(Exercise aim): Skipping any pictures, give all of the records below again exactly.

Image point grounding data
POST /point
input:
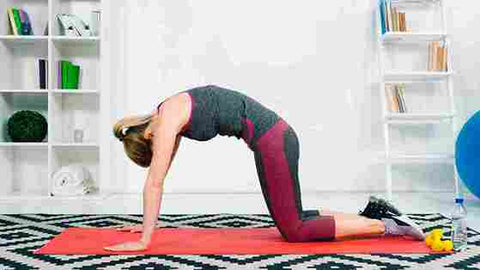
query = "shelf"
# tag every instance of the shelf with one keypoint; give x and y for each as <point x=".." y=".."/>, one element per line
<point x="20" y="144"/>
<point x="15" y="196"/>
<point x="31" y="91"/>
<point x="66" y="40"/>
<point x="74" y="91"/>
<point x="411" y="37"/>
<point x="414" y="1"/>
<point x="421" y="158"/>
<point x="416" y="76"/>
<point x="76" y="145"/>
<point x="11" y="39"/>
<point x="419" y="117"/>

(Answer for the task):
POST /point
input:
query = "shelf"
# tag every instance of the shelf with one keypoint; give x and y for each as <point x=".." y=".."/>, one element per line
<point x="20" y="144"/>
<point x="15" y="196"/>
<point x="31" y="91"/>
<point x="66" y="40"/>
<point x="74" y="91"/>
<point x="411" y="37"/>
<point x="414" y="1"/>
<point x="421" y="158"/>
<point x="416" y="76"/>
<point x="76" y="145"/>
<point x="11" y="39"/>
<point x="419" y="117"/>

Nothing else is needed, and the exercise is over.